# [Brief]
Pick out each line below that contains the word "front", and copy those lines.

[Image point annotation entries]
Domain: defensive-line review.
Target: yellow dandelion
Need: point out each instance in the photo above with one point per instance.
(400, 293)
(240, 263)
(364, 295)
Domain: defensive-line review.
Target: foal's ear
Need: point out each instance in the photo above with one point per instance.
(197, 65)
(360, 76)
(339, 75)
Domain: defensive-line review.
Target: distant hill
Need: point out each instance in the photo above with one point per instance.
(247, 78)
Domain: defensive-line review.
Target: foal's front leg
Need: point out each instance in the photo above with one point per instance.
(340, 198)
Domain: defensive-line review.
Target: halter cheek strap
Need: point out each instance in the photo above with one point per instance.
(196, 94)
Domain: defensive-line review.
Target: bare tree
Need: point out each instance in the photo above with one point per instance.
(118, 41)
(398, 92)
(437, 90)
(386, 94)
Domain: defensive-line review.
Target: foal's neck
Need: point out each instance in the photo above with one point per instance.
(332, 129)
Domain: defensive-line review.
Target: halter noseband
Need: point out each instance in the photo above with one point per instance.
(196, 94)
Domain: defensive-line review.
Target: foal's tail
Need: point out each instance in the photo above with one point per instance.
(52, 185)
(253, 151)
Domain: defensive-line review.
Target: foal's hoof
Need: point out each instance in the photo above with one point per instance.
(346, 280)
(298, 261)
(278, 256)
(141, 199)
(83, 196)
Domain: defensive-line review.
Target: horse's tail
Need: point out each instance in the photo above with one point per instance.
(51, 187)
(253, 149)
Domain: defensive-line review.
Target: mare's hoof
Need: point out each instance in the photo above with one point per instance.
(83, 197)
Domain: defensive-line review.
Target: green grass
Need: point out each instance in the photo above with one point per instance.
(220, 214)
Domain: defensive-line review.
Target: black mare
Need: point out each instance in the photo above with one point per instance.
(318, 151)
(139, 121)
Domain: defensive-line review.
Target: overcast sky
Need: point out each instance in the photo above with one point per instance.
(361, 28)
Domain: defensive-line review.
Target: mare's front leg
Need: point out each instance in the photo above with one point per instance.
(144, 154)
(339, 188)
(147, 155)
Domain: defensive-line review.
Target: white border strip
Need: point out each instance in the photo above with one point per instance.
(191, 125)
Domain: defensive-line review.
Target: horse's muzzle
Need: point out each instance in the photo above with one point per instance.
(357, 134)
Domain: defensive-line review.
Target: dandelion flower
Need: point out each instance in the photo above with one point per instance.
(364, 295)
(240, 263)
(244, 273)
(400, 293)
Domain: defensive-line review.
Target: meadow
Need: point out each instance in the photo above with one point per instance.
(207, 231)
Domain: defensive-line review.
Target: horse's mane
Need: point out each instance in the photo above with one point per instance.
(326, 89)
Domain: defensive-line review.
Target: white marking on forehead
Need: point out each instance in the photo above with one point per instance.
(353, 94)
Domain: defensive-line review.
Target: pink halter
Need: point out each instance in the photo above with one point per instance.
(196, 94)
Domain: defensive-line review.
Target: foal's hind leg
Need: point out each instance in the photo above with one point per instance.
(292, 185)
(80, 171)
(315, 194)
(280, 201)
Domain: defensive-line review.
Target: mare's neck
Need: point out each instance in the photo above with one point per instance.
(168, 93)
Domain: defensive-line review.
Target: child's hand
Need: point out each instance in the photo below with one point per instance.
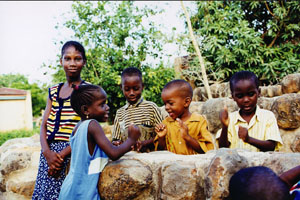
(117, 142)
(134, 132)
(243, 133)
(138, 146)
(224, 118)
(54, 160)
(184, 130)
(161, 130)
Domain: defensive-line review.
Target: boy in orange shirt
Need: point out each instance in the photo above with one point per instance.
(182, 132)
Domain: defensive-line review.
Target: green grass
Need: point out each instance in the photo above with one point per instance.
(7, 135)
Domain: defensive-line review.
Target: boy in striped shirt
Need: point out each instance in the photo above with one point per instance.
(144, 114)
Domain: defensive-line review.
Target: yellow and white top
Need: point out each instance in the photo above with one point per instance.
(262, 126)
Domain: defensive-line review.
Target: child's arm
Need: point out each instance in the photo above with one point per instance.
(263, 145)
(224, 118)
(54, 160)
(190, 141)
(161, 131)
(146, 143)
(291, 176)
(112, 151)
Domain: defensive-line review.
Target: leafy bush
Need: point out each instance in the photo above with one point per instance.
(116, 39)
(262, 37)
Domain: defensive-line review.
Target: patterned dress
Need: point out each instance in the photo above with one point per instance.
(60, 124)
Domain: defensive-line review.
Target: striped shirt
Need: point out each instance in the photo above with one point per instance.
(62, 118)
(144, 114)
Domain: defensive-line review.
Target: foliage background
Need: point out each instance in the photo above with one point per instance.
(115, 38)
(260, 36)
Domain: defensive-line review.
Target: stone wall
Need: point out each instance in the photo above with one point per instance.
(289, 84)
(145, 176)
(164, 175)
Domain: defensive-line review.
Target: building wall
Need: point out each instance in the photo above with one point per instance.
(16, 112)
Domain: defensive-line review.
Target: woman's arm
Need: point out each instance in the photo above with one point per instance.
(54, 160)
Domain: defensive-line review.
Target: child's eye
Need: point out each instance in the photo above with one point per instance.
(239, 96)
(250, 94)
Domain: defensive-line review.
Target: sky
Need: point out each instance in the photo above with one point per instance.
(28, 38)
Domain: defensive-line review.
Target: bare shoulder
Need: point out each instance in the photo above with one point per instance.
(94, 127)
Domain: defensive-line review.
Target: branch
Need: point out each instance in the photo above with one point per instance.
(206, 85)
(272, 43)
(96, 73)
(271, 11)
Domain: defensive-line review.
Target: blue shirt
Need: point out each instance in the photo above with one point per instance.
(82, 180)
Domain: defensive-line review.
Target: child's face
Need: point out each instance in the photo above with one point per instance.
(72, 62)
(132, 87)
(175, 105)
(245, 94)
(99, 110)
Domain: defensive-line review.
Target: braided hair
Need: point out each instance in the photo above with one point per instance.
(83, 95)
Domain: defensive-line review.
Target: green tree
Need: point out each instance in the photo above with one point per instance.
(115, 38)
(19, 81)
(262, 37)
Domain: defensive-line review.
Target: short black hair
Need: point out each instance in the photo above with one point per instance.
(184, 88)
(76, 45)
(243, 75)
(259, 183)
(132, 71)
(83, 95)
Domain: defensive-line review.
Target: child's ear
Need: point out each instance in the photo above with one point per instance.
(187, 101)
(84, 110)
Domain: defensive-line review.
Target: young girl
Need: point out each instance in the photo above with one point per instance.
(58, 122)
(90, 145)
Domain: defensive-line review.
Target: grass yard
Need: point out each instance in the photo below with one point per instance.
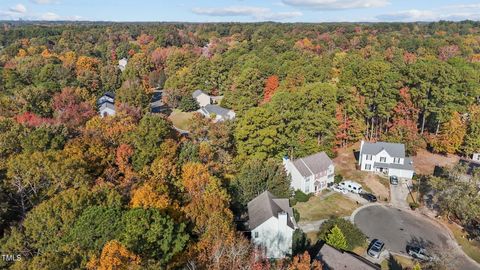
(397, 263)
(180, 119)
(345, 165)
(471, 248)
(335, 205)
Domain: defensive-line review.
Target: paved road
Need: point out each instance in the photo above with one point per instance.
(398, 227)
(399, 193)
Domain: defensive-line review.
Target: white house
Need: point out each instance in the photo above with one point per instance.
(106, 104)
(310, 174)
(217, 113)
(122, 64)
(202, 98)
(272, 224)
(387, 158)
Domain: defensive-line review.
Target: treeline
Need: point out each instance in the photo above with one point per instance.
(168, 200)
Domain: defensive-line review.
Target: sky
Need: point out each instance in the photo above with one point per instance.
(241, 10)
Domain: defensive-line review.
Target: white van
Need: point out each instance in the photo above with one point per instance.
(351, 186)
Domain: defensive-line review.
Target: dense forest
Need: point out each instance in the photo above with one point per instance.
(128, 192)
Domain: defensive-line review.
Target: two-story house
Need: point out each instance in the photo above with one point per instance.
(310, 174)
(106, 104)
(272, 224)
(387, 158)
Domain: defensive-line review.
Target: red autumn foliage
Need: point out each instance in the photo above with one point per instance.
(32, 120)
(271, 85)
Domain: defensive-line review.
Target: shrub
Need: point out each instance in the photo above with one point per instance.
(354, 236)
(301, 197)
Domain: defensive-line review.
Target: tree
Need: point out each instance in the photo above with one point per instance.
(451, 135)
(188, 104)
(355, 237)
(148, 136)
(271, 85)
(153, 234)
(257, 176)
(336, 238)
(115, 256)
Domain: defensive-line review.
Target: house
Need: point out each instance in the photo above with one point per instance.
(202, 98)
(217, 113)
(387, 158)
(122, 64)
(333, 259)
(272, 224)
(106, 104)
(310, 174)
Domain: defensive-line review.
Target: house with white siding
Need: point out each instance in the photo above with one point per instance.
(272, 224)
(106, 104)
(387, 158)
(310, 174)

# [Problem solution]
Target: foal's front leg
Target: mare's front leg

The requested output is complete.